## Document section
—————

Hi,
I used edgeR for differential expression analysis with 5 conditions relative to the baseline condition.
The design was a simple linear model with the condition factor variable re-ordered so that the baseline is the first value. The code was the following:
design <- model.matrix(~ condition, data = y$samples)
y <- estimateDisp(y, design, robust=TRUE)
fit <- glmFit(y,design)
conditionA_minus_base <- glmTreat(fit, coef = "conditionA", lfc = minlfc) ### coefficient corresponds to A - baseline
up_A <- rownames(y)[decideTestsDGE(conditionA_minus_base, p.value = pvalue, adj = "fdr") == 1]
down_A <- rownames(y)[decideTestsDGE(conditionA_minus_base, p.value = pvalue, adj = "fdr") == -1]
However, when I checked the genes down-regulated, they are enriched for many terms which are known to be up-regulated. All in all, directions seems reversed for a large majority of genes. I checked labeling and pre-processing steps many times. Could you please let me know if the 1 and -1 values should be the other way around?

—————

## Actions to take
**A.** Decide whether each statement agrees with the edgeR forum post. Answer yes or no for each, and quote the deciding words of the post.
(i) The analysis compared five conditions against a baseline condition.
(ii) The dispersion was estimated with robust set to FALSE.
(iii) The labeling and pre-processing steps were checked only once.
**B.** Set down the part of the edgeR forum post that begins at the words "The design was" and stops after "fit <- glmFit(y,design)".
The entries have no connection to the edgeR forum post.

—————

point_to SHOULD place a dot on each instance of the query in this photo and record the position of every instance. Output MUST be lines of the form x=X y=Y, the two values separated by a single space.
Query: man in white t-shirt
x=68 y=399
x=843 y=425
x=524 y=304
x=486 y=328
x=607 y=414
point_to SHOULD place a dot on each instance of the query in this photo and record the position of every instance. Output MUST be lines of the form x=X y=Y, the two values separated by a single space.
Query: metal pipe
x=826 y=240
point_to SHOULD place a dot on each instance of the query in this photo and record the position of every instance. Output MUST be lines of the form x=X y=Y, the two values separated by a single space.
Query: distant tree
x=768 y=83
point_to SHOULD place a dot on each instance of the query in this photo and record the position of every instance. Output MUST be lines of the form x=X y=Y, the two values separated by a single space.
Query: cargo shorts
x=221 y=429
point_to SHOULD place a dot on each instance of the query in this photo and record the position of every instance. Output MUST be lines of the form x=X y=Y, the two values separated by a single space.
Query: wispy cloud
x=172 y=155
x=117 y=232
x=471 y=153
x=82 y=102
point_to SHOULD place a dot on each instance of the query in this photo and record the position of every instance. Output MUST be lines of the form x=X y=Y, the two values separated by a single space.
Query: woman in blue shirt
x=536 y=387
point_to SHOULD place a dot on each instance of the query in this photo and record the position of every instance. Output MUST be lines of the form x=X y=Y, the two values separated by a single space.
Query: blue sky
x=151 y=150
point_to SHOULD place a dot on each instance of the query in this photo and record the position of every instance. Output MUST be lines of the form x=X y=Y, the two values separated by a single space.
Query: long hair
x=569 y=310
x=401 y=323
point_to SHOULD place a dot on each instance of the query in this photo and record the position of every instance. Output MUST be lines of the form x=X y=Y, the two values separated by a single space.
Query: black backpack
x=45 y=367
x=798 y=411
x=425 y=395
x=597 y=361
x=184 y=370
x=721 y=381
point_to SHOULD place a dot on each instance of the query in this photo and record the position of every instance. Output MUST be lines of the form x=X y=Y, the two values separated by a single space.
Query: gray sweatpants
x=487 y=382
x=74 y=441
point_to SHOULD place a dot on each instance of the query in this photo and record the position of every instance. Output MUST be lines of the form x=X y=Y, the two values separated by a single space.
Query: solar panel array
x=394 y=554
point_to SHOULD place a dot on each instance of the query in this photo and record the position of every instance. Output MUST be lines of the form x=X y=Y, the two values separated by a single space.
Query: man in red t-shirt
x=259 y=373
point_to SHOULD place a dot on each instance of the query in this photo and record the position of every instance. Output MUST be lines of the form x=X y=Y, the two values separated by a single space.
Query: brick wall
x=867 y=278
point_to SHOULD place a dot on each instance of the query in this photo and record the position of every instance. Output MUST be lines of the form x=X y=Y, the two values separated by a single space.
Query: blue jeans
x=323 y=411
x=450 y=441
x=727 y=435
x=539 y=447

—————

## Solutions by task
**A.**
(i) Yes: "I used edgeR for differential expression analysis with 5 conditions relative to the baseline condition."
(ii) No: "y <- estimateDisp(y, design, robust=TRUE)"
(iii) No: "I checked labeling and pre-processing steps many times."

**B.**
The design was a simple linear model with the condition factor variable re-ordered so that the baseline is the first value. The code was the following:
design <- model.matrix(~ condition, data = y$samples)
y <- estimateDisp(y, design, robust=TRUE)
fit <- glmFit(y,design)